• **What is being asked**: Report only the number of lines in the rows below that contain the string "Task", counting only matches with the same case.

Pointing dataset rows:
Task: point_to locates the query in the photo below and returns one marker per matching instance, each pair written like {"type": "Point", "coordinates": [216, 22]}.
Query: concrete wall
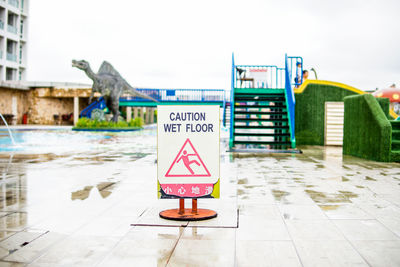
{"type": "Point", "coordinates": [14, 102]}
{"type": "Point", "coordinates": [42, 110]}
{"type": "Point", "coordinates": [42, 104]}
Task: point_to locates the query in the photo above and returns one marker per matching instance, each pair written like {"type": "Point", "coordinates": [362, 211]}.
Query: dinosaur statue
{"type": "Point", "coordinates": [110, 84]}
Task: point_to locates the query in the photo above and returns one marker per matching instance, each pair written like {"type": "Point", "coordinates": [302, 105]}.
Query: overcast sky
{"type": "Point", "coordinates": [188, 44]}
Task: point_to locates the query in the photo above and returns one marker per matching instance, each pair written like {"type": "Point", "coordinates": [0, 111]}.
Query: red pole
{"type": "Point", "coordinates": [181, 206]}
{"type": "Point", "coordinates": [194, 205]}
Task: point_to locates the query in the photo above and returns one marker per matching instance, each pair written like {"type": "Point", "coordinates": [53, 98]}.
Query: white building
{"type": "Point", "coordinates": [13, 39]}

• **Written response**: 5